» PROBLEM TO SOLVE
Format every line of the records below as a numbered list, dropping any blank lines and leaving the pictures out.

» DATA TO USE
# # # # # # #
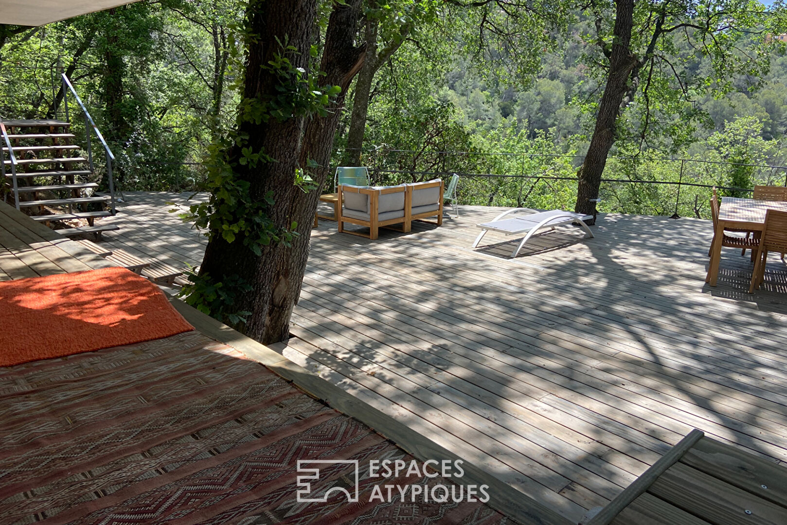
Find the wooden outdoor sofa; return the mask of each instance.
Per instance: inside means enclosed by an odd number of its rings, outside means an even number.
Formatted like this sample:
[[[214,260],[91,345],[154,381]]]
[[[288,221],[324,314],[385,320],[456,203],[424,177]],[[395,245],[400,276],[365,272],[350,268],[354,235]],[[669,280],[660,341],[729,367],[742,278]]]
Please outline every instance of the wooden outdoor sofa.
[[[375,239],[379,229],[401,224],[410,231],[413,220],[436,216],[442,224],[444,183],[439,179],[399,186],[362,187],[341,185],[337,194],[337,223],[340,232]],[[345,231],[345,223],[365,226],[369,234]]]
# # # # # # #
» ANSWER TO THIS TASK
1. Find the wooden outdoor sofa; return the mask of each instance.
2. Per instance: inside means enclosed by an odd number of its rings, outside means an even number.
3. Formatted like this sample:
4. [[[214,260],[91,345],[154,381]]]
5. [[[288,221],[324,314],[385,320],[456,203],[424,177]],[[395,245],[400,276],[365,272],[350,268],[354,235]],[[669,280],[660,341],[729,367],[742,278]]]
6. Please outline every instance of the wooden outdoor sofa.
7. [[[375,239],[379,229],[401,224],[410,231],[413,220],[436,216],[442,224],[444,183],[439,179],[399,186],[362,187],[341,185],[337,194],[337,223],[340,232]],[[345,231],[345,223],[365,226],[369,234]]]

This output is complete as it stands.